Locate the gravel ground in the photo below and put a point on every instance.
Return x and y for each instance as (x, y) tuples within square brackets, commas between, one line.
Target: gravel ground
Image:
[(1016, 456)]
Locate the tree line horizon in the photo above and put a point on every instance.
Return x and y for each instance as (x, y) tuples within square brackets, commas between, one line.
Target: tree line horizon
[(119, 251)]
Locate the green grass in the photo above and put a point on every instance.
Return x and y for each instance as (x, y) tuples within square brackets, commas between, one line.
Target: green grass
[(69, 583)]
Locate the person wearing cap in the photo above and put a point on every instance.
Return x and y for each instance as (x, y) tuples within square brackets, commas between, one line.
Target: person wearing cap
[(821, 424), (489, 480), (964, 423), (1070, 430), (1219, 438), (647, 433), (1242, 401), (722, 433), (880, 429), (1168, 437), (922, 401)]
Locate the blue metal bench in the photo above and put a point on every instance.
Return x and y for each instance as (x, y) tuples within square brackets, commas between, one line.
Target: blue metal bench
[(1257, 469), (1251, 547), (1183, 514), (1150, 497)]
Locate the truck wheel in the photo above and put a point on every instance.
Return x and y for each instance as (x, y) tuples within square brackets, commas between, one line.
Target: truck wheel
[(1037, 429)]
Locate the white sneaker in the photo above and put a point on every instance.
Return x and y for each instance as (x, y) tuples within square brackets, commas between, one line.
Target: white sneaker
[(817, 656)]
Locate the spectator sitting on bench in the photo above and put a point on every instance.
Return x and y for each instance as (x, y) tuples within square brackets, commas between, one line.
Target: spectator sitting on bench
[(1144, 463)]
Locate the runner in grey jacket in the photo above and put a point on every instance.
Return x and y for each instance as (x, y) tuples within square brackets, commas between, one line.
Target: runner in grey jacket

**WRITTEN EXERCISE:** Rescale the data between the lines holding "Locate the tree" and "[(119, 251)]", inclusive, by writing out every one of those lines again with each answer coordinate multiplied by 1.6 and rounded to a whole number, halves rounded up. Keep all other text on those lines unchanged, and output only these lines.

**CORRECT RESPONSE:**
Locate the tree line horizon in the photo above and put a point on every instance.
Return x and y for each instance as (x, y) tuples within square brackets, commas between, one line.
Target: tree line horizon
[(190, 402)]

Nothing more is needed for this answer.